Supplied data Block Start

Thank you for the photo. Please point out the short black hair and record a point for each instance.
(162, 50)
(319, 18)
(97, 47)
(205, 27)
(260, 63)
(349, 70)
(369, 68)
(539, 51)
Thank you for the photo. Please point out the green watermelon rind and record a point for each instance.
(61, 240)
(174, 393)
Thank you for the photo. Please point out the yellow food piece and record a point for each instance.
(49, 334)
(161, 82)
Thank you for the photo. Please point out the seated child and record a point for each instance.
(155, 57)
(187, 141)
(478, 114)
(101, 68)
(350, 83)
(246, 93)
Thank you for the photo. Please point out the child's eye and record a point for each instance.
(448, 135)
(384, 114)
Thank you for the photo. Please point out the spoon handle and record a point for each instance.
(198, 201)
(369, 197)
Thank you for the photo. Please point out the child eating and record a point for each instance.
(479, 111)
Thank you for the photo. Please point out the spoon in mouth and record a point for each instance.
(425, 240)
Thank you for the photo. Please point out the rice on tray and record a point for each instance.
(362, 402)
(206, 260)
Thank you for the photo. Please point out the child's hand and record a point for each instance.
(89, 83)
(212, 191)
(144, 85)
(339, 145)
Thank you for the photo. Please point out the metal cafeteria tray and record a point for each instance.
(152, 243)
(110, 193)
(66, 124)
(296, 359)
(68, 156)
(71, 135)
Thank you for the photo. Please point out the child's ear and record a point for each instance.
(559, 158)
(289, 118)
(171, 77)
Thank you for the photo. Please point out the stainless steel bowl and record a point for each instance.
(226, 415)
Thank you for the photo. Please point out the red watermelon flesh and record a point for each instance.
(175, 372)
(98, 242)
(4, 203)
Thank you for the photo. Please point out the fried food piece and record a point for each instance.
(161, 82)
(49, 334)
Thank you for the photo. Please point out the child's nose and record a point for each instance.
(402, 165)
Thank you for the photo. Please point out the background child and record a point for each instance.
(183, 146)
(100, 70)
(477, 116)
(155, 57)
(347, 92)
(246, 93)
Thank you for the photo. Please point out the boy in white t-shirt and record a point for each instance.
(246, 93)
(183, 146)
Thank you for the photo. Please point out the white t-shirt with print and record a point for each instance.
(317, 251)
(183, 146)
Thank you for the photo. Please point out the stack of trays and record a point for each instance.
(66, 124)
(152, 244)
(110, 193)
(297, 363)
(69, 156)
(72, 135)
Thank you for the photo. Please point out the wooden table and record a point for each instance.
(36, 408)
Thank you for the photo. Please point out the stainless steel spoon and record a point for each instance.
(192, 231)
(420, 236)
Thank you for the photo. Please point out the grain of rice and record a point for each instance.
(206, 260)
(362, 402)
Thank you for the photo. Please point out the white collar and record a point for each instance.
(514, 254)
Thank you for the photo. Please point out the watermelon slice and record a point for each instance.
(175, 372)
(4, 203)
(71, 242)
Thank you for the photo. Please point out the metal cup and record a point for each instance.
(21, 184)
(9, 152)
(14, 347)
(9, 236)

Supplied data Block End

What to work on: With the line that contains "Thank you for the photo. Please point out the wooden" as the first and the final line of the data as the last, repeat every line in that span exactly.

Exercise solution:
Thank you for the photo. Please point out the wooden table and record a point for each instance.
(36, 408)
Thank you for the photo. Please point out the stainless steel spoon and record a point for each instance.
(192, 231)
(420, 236)
Thank you for the photo. Please point out the grain of rice and record a point for each instance.
(206, 260)
(362, 402)
Thank you for the photo. Please point out the white collar and record a point for each instance.
(514, 254)
Thank you for the photo. Please point out the watermelon slice and record a point for each instance.
(175, 372)
(4, 203)
(71, 242)
Thank you for the photo. Please point out the metal cup and record a point for each instance.
(21, 184)
(9, 152)
(14, 347)
(9, 236)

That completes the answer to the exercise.